BRIEF A
List the four named steps in the plan of the two successful servants, as the passage about the servants entrusted with talents gives them.
BRIEF B
Write the next part of the passage about the servants entrusted with talents, picking up right after its last sentence.

Consider the plan of the first two men (the ones who succeed):

  1. Receive Riches – One gets five talents; the other, two—each according to his ability. While the “inequity” may offend modern sensibilities, note the explanation in the passage itself: the men had different abilities. Before getting outraged, consider this: what business owner would not give more resources to an outstanding employee than to a mediocre one? The fact is, God blesses some more abundantly than others due to their good use of gifts. Later in the Gospel, we receive this fundamental rule: We must prove faithful in a few things to be ruler over many (Matt 25:23).
  2. Risk Reinvestment – Something in these two men makes them feel free enough to risk reinvesting the money: It is likely their relationship with the master. They view him as a reasonable man, one who would applaud their industriousness. Though they are taking a risk, they believe that even if there were to be losses, they will not be dealt with unmercifully. They seem to experience the freedom and courage to step out and make use of the talents entrusted to them. Notice that the text says they “immediately” went out and traded. They are eager to work for their master and take the risks on his behalf in order to please him.
  3. Render a ReportUpon the master’s return the men seem somewhat joyful as they report, “Master, you gave me five (two) talents. See, I have made five (two) more.” There is an enthusiasm for the opportunity they were given and a joy for the harvest.
  4. Rise in the Ranks – The men’s presumptions of the master’s fairness and reasonability are affirmed in his response: “Well done, my good and faithful servant. Since you were faithful in small matters, I will give you great responsibilities. Come, share your master’s joy.” We see that the master is joyful and wants to share his joy with his servants. Further, he is willing to give them greater access to share in his blessings and joy based on their openness to trusting him and their showing themselves to be trustworthy.

The two successful servants see the owner of the riches as a man with whom they can deal. They have a healthy respect for him but not an immature fear. They receive the funds gladly and with gratitude go to work, motivated and enthusiastic about the opportunity they have been given.

Image-backed grounding data:
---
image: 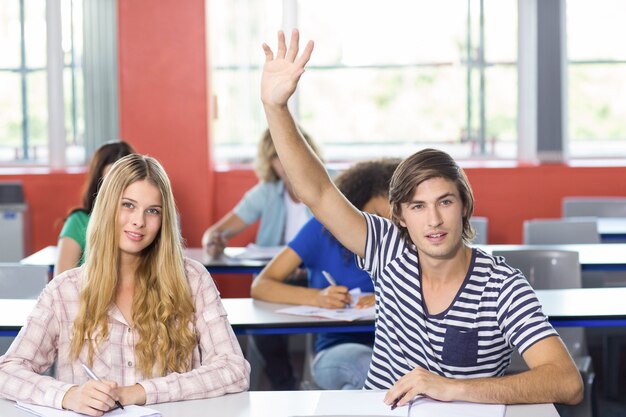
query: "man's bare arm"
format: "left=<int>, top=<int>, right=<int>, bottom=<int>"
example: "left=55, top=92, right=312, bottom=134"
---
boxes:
left=385, top=337, right=583, bottom=406
left=261, top=30, right=366, bottom=256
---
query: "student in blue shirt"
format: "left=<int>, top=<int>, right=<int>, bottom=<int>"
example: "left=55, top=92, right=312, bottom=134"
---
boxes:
left=202, top=129, right=321, bottom=257
left=251, top=159, right=399, bottom=389
left=202, top=130, right=320, bottom=390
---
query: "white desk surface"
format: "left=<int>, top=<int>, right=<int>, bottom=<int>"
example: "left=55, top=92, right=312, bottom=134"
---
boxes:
left=20, top=246, right=268, bottom=272
left=0, top=391, right=559, bottom=417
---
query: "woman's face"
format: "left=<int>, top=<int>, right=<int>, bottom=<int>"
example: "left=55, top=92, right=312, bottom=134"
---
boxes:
left=118, top=180, right=163, bottom=256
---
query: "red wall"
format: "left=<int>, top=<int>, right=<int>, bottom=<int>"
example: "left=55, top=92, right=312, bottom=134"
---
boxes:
left=0, top=0, right=626, bottom=296
left=118, top=0, right=214, bottom=246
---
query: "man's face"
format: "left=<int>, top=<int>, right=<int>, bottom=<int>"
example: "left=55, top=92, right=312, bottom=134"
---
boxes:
left=400, top=178, right=464, bottom=262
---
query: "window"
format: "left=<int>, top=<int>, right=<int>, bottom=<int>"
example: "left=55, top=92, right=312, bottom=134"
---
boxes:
left=0, top=0, right=84, bottom=165
left=209, top=0, right=517, bottom=160
left=566, top=0, right=626, bottom=157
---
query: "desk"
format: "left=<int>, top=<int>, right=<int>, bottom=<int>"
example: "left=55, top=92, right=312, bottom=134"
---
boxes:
left=0, top=288, right=626, bottom=336
left=0, top=391, right=559, bottom=417
left=20, top=245, right=268, bottom=274
left=476, top=243, right=626, bottom=272
left=597, top=217, right=626, bottom=243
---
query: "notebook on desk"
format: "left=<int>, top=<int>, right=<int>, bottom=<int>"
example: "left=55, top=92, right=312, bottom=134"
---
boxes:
left=15, top=401, right=161, bottom=417
left=276, top=288, right=376, bottom=321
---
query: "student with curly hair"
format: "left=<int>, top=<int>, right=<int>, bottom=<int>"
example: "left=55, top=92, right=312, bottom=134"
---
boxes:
left=0, top=154, right=250, bottom=416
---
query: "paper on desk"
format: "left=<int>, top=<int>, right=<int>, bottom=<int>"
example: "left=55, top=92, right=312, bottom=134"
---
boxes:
left=313, top=391, right=506, bottom=417
left=276, top=288, right=376, bottom=321
left=15, top=401, right=161, bottom=417
left=234, top=243, right=284, bottom=260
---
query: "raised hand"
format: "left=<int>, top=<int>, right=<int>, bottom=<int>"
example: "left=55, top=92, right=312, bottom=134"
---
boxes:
left=261, top=29, right=313, bottom=106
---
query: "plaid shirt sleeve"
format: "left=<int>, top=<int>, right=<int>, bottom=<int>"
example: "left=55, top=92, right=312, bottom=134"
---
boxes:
left=139, top=260, right=250, bottom=404
left=0, top=276, right=74, bottom=408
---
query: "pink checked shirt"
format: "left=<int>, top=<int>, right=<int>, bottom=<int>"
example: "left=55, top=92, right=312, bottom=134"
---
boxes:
left=0, top=259, right=250, bottom=408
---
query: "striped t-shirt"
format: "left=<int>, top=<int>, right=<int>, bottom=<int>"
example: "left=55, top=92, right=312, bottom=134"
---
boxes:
left=357, top=213, right=557, bottom=389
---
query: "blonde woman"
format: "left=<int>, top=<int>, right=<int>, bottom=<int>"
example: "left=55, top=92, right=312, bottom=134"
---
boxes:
left=0, top=154, right=250, bottom=416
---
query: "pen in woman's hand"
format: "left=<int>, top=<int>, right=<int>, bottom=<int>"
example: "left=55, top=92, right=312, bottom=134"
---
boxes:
left=82, top=363, right=124, bottom=410
left=322, top=271, right=337, bottom=285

TASK RESPONSE A
1. Receive Riches
2. Risk Reinvestment
3. Render a Report
4. Rise in the Ranks

TASK RESPONSE B
Allow the posture of these two servants to be a portrait of a holy and more perfect fear of the Lord. With this sort of holy fear, we love God and are enthusiastic to work for Him, realizing that He shares His blessings and is both reasonable and generous. Confident of His mercy (though not presuming it), we go to work in His vineyard. Although there are risks and temptations in the vineyard, if we do fail or fall, we do not make light of our sin but rather repent of it and are confident of God’s mercy. A mature fear of the Lord does not box us in or paralyze us. It does remind of our boundaries and keeps us away from truly dangerous things that erode our talents, but because we love God we respect His boundaries joyfully, knowing that He protects us from “unsafe investments.” Within the designated boundaries, there is both room to maneuver and safety from the thickets of sin. Mature fear of the Lord is joyful and encouraging, not cringing or hiding from Him. Choose the fear of the Lord.

The servant who fails follows a different plan, one by which he

  1. is Fruitless – for he buries the treasure
  2. is Furious – for he says, I knew you were a demanding person, harvesting where you did not plant and gathering where you did not scatter, so out of fear I went off and buried your talent in the ground. He considers the owner a hard man. He also sees him as unjust because he has others do his planting, etc. The man sees his work as slavery, unlike the other servants who see it as an opportunity. Notice, too, this subtlety: The man refers to the talent he was given as “your talent.” In contrast, the other men say, “You gave me five (two) talents.” These men see themselves as stewards whereas the third man sees himself as a slave.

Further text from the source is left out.